WORK TO DO
Please list every line of the material below that contains the word "person", matching its case exactly.

-=-=-

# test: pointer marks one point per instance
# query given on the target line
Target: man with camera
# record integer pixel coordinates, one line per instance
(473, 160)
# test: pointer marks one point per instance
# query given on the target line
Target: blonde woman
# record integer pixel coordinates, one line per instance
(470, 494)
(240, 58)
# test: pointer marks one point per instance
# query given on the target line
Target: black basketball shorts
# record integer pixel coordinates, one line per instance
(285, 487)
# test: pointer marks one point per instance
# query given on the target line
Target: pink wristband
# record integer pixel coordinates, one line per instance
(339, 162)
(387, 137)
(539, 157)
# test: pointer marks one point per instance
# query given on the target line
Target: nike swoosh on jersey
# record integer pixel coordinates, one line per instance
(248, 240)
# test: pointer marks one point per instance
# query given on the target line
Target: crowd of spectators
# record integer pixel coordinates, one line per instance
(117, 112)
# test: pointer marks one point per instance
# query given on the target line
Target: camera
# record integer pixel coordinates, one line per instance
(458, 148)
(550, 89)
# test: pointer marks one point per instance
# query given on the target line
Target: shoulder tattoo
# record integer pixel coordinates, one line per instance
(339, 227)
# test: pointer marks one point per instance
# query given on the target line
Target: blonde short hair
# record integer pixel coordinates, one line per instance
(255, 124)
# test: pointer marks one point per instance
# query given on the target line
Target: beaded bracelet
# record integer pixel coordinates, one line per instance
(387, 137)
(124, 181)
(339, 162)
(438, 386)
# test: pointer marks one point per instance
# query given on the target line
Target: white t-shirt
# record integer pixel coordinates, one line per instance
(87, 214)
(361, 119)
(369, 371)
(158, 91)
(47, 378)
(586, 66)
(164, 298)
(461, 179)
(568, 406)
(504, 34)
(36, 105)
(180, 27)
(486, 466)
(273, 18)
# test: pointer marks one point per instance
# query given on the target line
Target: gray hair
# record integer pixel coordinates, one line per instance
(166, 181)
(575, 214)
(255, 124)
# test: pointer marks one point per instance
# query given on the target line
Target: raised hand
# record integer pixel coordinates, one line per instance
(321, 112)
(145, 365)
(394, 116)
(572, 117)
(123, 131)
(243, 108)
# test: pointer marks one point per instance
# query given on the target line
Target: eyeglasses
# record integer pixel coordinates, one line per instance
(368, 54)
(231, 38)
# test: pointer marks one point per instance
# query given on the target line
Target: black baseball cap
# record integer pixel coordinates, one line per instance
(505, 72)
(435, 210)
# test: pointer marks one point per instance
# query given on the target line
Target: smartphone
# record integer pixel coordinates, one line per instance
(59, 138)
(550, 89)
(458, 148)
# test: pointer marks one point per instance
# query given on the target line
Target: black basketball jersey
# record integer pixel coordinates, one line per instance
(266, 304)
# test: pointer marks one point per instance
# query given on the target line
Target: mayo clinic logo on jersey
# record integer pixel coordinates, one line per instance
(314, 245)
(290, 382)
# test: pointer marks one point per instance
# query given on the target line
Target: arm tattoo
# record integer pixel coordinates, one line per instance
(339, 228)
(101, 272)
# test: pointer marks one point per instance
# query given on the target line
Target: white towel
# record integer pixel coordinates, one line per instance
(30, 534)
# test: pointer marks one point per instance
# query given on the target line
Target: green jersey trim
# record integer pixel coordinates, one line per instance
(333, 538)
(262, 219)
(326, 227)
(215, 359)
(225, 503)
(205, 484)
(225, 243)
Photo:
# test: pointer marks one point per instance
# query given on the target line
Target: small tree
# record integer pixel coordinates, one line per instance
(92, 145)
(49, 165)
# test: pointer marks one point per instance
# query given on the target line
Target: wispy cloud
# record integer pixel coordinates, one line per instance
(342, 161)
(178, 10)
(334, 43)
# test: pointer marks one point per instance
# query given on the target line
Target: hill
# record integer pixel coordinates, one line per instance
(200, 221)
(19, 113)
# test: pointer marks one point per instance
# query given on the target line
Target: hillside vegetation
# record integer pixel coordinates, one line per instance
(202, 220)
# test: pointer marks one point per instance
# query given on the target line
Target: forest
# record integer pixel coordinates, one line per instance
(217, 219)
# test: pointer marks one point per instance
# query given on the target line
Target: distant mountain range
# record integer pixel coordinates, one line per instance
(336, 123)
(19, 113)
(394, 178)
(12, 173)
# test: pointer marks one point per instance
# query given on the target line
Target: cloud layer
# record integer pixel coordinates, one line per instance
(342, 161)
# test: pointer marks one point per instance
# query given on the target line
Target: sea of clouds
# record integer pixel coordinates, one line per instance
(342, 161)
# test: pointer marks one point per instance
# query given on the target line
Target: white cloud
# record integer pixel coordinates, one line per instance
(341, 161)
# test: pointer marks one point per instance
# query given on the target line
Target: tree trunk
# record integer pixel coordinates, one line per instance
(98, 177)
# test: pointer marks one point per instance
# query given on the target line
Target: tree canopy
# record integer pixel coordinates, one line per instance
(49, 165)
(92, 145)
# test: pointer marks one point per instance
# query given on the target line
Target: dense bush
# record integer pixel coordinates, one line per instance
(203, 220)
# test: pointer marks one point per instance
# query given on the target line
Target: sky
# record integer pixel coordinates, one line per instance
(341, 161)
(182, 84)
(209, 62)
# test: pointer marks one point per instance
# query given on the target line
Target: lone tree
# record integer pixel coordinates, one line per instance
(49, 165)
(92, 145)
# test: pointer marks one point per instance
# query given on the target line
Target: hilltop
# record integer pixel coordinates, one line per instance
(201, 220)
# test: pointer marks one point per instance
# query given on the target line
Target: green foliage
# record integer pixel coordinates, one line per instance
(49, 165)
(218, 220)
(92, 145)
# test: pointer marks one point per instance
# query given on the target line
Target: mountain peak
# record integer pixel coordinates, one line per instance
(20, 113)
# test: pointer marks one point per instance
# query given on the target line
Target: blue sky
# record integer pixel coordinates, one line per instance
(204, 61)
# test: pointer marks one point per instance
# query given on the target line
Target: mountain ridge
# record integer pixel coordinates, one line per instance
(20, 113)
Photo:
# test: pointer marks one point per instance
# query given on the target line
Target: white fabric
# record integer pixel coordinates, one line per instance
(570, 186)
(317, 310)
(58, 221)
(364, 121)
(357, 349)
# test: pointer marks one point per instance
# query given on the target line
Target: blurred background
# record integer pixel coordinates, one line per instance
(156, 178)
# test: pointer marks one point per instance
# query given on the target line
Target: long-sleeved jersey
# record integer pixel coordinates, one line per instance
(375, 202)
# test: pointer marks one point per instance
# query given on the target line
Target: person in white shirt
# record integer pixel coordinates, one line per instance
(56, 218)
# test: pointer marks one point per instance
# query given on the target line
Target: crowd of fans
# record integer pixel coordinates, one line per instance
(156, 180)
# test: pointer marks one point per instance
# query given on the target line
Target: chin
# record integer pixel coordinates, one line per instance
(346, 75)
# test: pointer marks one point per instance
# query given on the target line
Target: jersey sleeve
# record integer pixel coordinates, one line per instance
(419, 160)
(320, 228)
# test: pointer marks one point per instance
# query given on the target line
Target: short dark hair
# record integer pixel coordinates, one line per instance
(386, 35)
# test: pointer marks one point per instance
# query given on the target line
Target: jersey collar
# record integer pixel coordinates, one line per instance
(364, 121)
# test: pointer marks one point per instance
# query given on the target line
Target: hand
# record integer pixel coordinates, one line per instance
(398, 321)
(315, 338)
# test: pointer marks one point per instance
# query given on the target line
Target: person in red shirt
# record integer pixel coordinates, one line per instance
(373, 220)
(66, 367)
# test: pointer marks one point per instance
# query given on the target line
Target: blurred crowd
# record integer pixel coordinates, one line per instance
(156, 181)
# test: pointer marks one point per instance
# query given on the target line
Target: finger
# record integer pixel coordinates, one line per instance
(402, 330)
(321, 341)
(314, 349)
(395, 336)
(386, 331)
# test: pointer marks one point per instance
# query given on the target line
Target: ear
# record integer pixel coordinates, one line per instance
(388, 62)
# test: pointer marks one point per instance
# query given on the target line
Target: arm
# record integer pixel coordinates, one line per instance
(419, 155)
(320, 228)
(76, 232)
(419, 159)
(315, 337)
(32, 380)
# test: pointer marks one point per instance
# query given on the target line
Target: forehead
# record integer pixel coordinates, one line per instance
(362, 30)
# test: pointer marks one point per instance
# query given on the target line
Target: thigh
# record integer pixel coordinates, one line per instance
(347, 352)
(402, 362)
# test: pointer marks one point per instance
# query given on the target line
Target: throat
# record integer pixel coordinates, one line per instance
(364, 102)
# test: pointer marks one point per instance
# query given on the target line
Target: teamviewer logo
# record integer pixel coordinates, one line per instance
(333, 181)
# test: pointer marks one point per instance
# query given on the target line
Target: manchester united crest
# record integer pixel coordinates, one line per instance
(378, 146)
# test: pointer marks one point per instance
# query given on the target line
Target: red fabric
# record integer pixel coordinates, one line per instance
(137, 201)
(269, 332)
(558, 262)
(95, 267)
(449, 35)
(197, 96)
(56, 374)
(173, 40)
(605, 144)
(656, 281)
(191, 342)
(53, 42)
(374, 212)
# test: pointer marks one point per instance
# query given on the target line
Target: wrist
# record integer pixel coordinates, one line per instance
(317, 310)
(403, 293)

-=-=-

RIGHT ANSWER
Target: person in white shirt
Target: person in red shirt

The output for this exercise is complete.